▶ [Directions]:
a) According to the spotlight post, on what date was Thelma Remick baptized?
b) Reproduce the stretch of the spotlight post from "Archive for June, 2012" through "baby just now.".

▶ [Source passage]:
## begin

Archive for June, 2012

Friday spotlight by Pam

June 21, 2012

Today we have good news to announce.  Bri Lee had her baby early Thursday morning. Both she and baby are doing well.   I don’t have any other particulars about the baby just now.

Our spotlight this week is someone I have known for many, many years. She was one of the first sisters I met when I first joined the church as a senior in high school.  Here is her story in her own words.  Thelma Remick:

Although I, Thelma Louise Leavitt Remick, was born in Portsmouth, New Hampshire, I consider myself a true “Mainer”.  I’ve lived the bulk of my life on the same road in Eliot, Maine – first at my parents’ home, and then my own home 2 1/2 miles away.

I attended the East Eliot Methodist Church for all of my growing up years.  It was a 10 minute walk from my parents’ home.  I served for several years as the Sunday School Superintendent, and then as a leader of the Methodist Youth Fellowship with David, my husband.

Shortly after David and I were married in 1968, an elderly friend, Goldie Downing, sent the LDS missionaries to our door,.and we took the discussions.  Everything I heard struck a chord in my soul, and I was baptized 17 April 1971 in the font in the large room to the left of the hall leading to the Primary room.  David had no interest in the Church, but our cat, Felicia, was very interested.  She would turn her head to listen very intently to the missionary who was speaking.

My journey to the temple began about 1996 when I decided to learn all I could about temples.  I studied and made a temple notebook, then attended the Temple Preparation Classes taught by Larry Hansen.  LauraLee Slocum and Debra Wolcott went with me to the temple.

## end

▶ [Records in a dataset]:

## begin

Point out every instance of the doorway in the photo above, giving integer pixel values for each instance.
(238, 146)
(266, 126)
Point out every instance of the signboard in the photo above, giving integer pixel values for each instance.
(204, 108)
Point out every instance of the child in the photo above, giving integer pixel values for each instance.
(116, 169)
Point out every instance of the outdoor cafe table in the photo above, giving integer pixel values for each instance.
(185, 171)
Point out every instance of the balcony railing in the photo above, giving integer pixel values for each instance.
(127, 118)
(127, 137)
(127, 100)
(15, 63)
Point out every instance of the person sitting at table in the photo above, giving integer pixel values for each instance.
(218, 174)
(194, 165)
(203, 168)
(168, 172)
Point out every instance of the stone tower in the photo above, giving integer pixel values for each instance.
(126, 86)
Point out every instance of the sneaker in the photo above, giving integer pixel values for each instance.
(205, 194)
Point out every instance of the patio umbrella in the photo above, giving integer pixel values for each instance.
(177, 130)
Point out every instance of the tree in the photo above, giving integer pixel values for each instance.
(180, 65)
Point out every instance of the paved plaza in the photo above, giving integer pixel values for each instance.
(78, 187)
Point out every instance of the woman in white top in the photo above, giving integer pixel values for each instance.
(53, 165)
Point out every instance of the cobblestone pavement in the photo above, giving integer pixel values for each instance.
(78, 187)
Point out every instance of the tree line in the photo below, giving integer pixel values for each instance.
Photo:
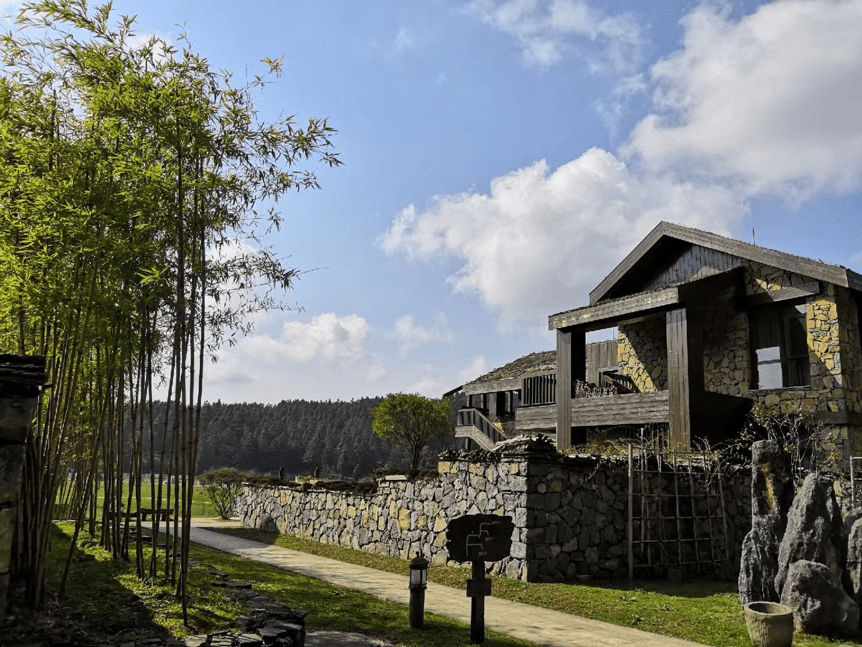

## end

▶ [Solutions below]:
a) 17 April 1971

b)
Archive for June, 2012

Friday spotlight by Pam

June 21, 2012

Today we have good news to announce.  Bri Lee had her baby early Thursday morning. Both she and baby are doing well.   I don’t have any other particulars about the baby just now.